**ASSIGNMENT**
All entries below are to be retyped in full, precisely as they appear.

******************************

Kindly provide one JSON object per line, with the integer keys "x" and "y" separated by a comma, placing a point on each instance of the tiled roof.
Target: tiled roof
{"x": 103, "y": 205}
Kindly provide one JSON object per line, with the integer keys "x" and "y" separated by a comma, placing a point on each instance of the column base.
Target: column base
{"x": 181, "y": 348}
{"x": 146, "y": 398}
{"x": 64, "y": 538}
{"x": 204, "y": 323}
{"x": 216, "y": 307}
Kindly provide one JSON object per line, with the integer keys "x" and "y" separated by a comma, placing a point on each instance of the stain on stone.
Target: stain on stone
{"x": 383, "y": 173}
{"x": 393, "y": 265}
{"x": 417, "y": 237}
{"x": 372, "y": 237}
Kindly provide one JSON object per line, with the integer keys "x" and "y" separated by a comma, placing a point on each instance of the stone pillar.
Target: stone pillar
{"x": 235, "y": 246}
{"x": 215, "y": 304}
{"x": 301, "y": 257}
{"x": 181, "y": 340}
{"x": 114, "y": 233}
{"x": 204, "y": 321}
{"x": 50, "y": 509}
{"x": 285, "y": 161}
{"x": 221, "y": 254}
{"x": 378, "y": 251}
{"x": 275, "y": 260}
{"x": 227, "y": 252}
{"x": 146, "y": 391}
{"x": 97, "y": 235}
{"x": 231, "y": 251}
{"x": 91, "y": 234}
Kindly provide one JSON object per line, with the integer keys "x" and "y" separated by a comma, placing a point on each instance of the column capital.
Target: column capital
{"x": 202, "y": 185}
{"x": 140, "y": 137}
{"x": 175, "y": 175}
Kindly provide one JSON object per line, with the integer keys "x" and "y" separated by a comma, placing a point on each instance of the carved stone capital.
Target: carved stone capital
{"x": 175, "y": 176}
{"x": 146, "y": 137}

******************************

**TASK OUTPUT**
Kindly provide one JSON object per line, with the integer keys "x" and "y" separated by a comma, placing a point on each instance of the tiled roof.
Target: tiled roof
{"x": 103, "y": 205}
Kindly provide one JSON object per line, with the integer keys "x" and "y" separated by a comma, placing a point on each instance of the column base.
Target: column base
{"x": 181, "y": 348}
{"x": 146, "y": 398}
{"x": 64, "y": 538}
{"x": 204, "y": 323}
{"x": 216, "y": 307}
Kindly provide one JSON object per line, with the integer keys "x" and "y" separated by a comma, placing a point on each instance of the stain on stone.
Target: stain on stone
{"x": 383, "y": 173}
{"x": 393, "y": 265}
{"x": 417, "y": 237}
{"x": 372, "y": 237}
Kindly provide one JSON object per line, with the integer keys "x" and "y" separated by a comma, placing a point on each instance of the stone pillar.
Target: stone pillar
{"x": 235, "y": 246}
{"x": 215, "y": 304}
{"x": 301, "y": 257}
{"x": 181, "y": 340}
{"x": 114, "y": 233}
{"x": 204, "y": 321}
{"x": 50, "y": 509}
{"x": 285, "y": 161}
{"x": 221, "y": 254}
{"x": 378, "y": 251}
{"x": 275, "y": 260}
{"x": 227, "y": 252}
{"x": 146, "y": 391}
{"x": 97, "y": 235}
{"x": 231, "y": 251}
{"x": 91, "y": 234}
Kindly provide one JSON object per line, with the integer keys "x" and "y" separated by a comma, placing a point on each instance of the column capital.
Target: column capital
{"x": 202, "y": 185}
{"x": 140, "y": 137}
{"x": 175, "y": 175}
Kindly provide one JSON object per line, with the integer keys "x" and "y" separated by a comma, placing a point on each instance of the carved stone capital.
Target: carved stone capital
{"x": 175, "y": 176}
{"x": 146, "y": 137}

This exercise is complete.